═══ THE RECORDS

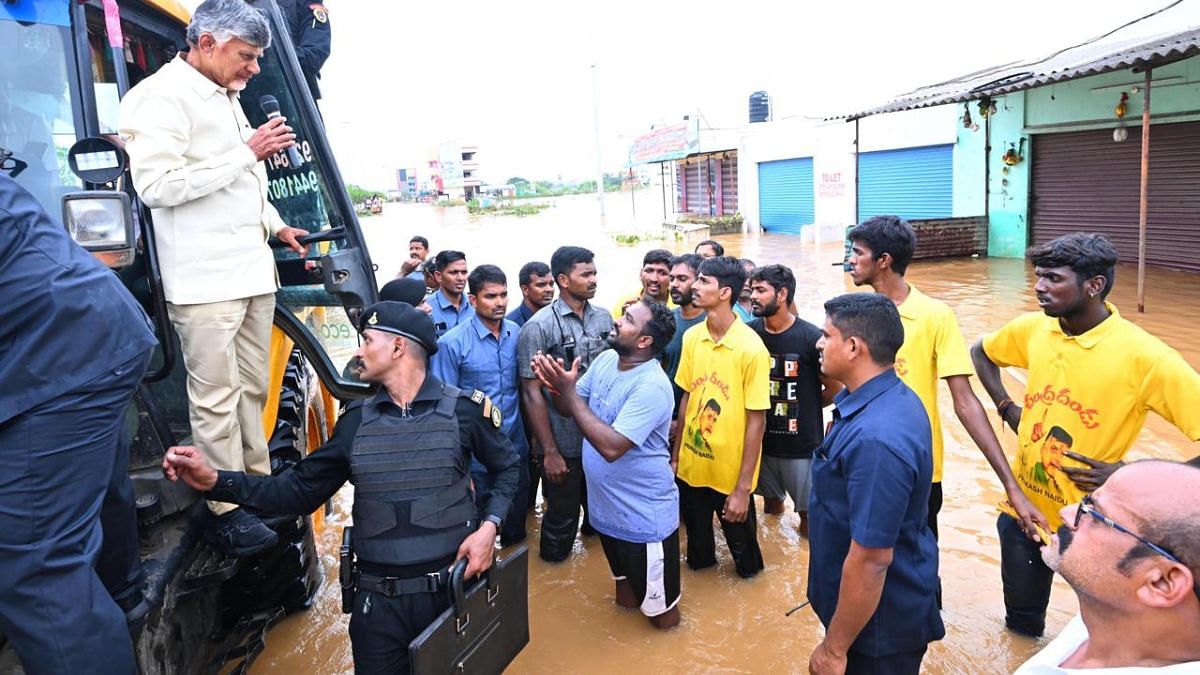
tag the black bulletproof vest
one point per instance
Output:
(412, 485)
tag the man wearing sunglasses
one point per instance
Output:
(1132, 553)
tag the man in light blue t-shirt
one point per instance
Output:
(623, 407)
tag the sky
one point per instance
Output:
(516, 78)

══════
═══ THE RECORDS

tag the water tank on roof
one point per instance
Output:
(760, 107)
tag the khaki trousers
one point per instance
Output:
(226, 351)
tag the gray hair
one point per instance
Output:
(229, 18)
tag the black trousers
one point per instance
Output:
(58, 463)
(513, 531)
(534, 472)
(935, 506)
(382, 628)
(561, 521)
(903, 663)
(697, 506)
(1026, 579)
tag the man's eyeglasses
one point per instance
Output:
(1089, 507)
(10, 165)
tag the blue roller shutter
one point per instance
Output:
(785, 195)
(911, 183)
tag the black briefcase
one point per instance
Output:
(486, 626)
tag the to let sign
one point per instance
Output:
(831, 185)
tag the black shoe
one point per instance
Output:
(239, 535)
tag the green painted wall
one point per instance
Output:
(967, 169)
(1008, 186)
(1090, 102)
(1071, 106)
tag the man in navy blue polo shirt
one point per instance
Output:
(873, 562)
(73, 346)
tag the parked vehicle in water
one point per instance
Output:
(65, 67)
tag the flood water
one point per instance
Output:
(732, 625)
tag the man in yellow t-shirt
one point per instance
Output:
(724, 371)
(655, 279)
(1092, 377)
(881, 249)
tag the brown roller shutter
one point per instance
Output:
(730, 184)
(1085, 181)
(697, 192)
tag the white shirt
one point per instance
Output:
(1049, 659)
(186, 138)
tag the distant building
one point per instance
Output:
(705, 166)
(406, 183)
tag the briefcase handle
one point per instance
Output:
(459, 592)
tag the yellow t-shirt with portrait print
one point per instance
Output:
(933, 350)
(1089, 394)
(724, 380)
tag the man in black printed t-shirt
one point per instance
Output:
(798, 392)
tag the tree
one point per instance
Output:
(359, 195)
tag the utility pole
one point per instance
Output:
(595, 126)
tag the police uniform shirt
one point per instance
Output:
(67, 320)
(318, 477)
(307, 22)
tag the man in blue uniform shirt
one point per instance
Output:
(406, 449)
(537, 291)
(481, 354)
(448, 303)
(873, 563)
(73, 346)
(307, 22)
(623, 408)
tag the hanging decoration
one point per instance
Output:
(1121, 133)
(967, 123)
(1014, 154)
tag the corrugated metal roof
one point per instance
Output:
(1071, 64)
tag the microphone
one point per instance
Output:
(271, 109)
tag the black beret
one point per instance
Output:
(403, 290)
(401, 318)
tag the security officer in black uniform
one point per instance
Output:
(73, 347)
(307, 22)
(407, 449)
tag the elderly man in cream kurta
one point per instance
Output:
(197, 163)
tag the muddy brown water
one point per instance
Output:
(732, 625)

══════
═══ THE RECORDS

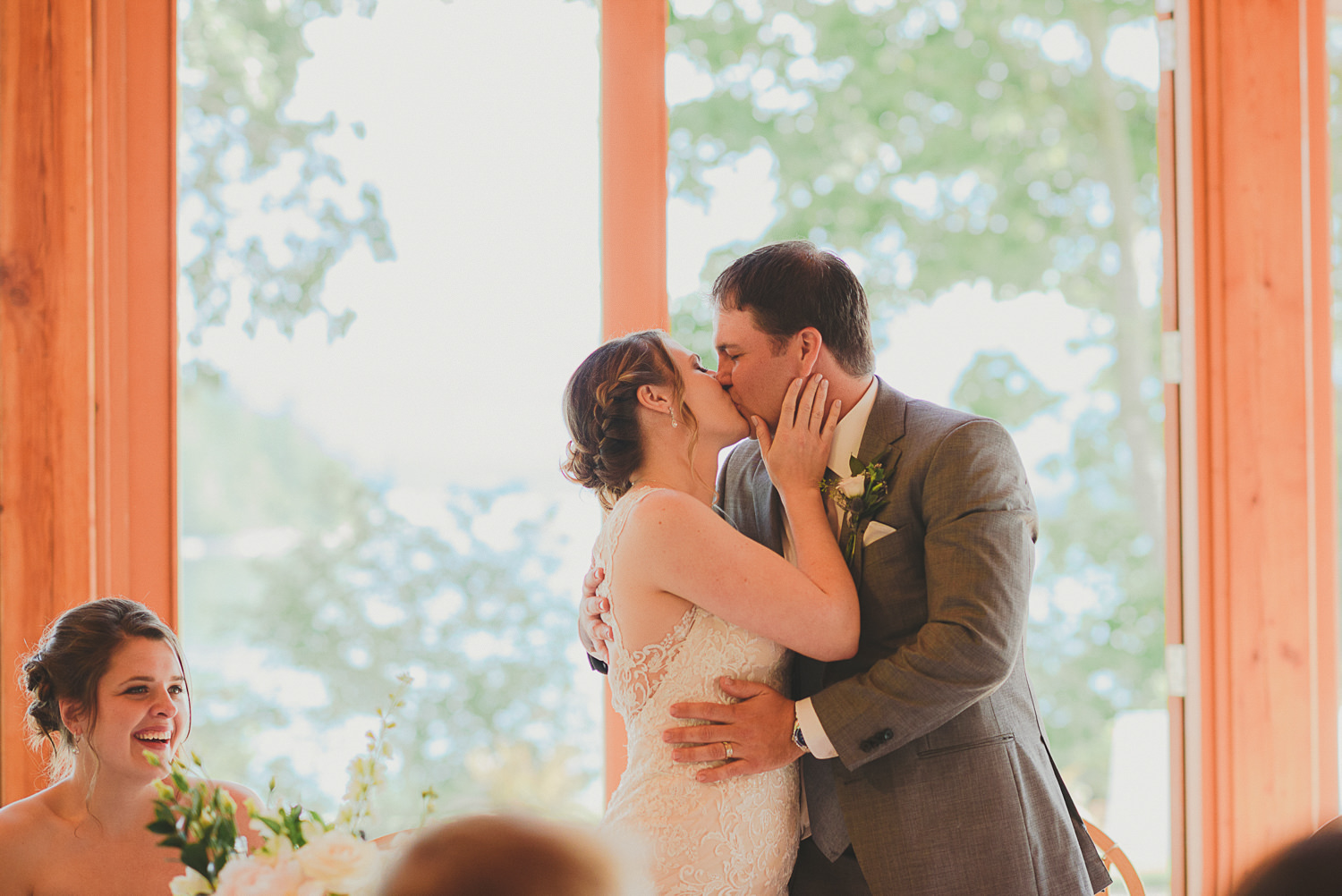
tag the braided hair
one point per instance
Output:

══════

→ **PROBLEM**
Identify the lines in the entries that hold "water" and return each one.

→ **TASK RESPONSE**
tag the water tank on roof
tag the parked vehicle in water
tag the flood water
tag the muddy brown water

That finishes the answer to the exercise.